From top to bottom, retype the data exactly, passing over any picture.

(Stored data)
===============

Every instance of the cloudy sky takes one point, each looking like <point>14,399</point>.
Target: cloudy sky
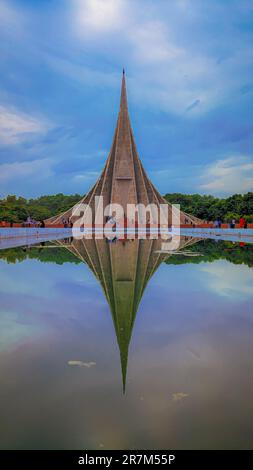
<point>189,67</point>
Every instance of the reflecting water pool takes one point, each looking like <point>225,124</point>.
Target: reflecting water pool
<point>121,346</point>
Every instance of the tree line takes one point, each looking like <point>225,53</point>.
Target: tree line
<point>206,207</point>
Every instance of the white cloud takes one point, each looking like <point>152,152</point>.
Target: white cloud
<point>16,127</point>
<point>10,18</point>
<point>230,175</point>
<point>150,43</point>
<point>98,16</point>
<point>36,168</point>
<point>178,70</point>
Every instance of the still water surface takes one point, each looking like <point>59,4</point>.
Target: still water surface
<point>71,316</point>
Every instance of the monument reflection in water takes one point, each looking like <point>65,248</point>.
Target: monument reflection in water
<point>123,269</point>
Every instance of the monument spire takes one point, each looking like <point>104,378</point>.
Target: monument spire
<point>123,180</point>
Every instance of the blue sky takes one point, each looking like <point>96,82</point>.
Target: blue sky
<point>189,67</point>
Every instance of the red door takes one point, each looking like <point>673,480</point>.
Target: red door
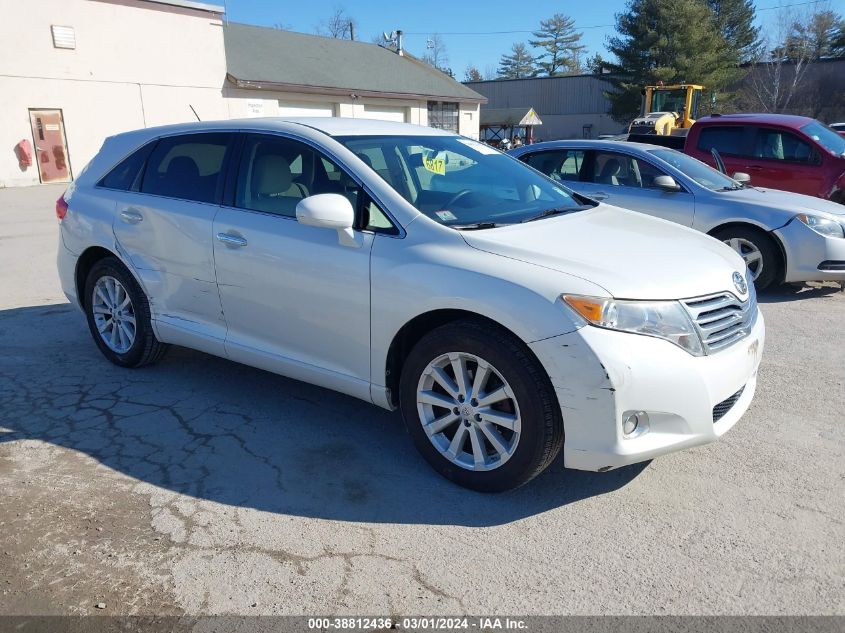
<point>48,134</point>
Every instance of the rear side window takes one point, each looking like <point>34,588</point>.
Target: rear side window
<point>558,164</point>
<point>187,167</point>
<point>726,139</point>
<point>127,175</point>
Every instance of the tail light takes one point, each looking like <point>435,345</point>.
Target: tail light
<point>61,208</point>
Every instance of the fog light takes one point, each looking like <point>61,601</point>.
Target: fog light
<point>634,422</point>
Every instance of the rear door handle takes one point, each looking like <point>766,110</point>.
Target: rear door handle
<point>231,240</point>
<point>130,216</point>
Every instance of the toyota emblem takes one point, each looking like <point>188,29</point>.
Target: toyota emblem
<point>739,282</point>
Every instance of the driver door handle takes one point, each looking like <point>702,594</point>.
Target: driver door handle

===============

(Answer section):
Every instance of the cloudy sky takes one point, each looking like <point>14,399</point>.
Target: cloudy sky
<point>189,67</point>
Every instance of the reflecting water pool takes one point, each looking like <point>225,124</point>.
Target: reflecting water pool
<point>121,346</point>
Every instance of the tree line takes one point, each looking like <point>225,53</point>.
Target: tree line
<point>206,207</point>
Every instance of the white cloud takes one point, each looking like <point>152,152</point>.
Target: white cloud
<point>16,127</point>
<point>10,18</point>
<point>230,175</point>
<point>150,43</point>
<point>98,16</point>
<point>36,168</point>
<point>178,70</point>
Every instance of the still water surface takes one point, each looking like <point>59,4</point>.
Target: still water surface
<point>71,316</point>
Every instance of the monument reflection in water takes one point, each looking like <point>65,248</point>.
Target: monument reflection in water
<point>123,269</point>
Every instance of the monument spire takes one point, each looking like <point>104,378</point>.
Target: monument spire
<point>123,180</point>
Every instance of the blue sky takes one point, each looking like <point>96,82</point>.
Target: blue sky
<point>189,67</point>
Every instance of the red door takes one point, each looking like <point>673,480</point>.
Target: red door
<point>48,134</point>
Every instance of the rear side window takes one point, each looking like <point>34,588</point>.
Target: rear side window
<point>558,164</point>
<point>187,167</point>
<point>726,139</point>
<point>127,175</point>
Every instance of the tail light takes one point, each looking like <point>435,345</point>.
Target: tail light
<point>61,208</point>
Every instance of the fog light takes one point, each looking like <point>61,601</point>.
Target: fog light
<point>634,422</point>
Every instance of the rear door handle takes one point, each looking like <point>766,110</point>.
Target: rear door handle
<point>231,240</point>
<point>130,216</point>
Every instance of the toyota emblem takes one point, each looking like <point>188,29</point>.
Target: toyota emblem
<point>739,282</point>
Every instance of the driver door handle takes one point, each looking like <point>702,594</point>.
Target: driver door handle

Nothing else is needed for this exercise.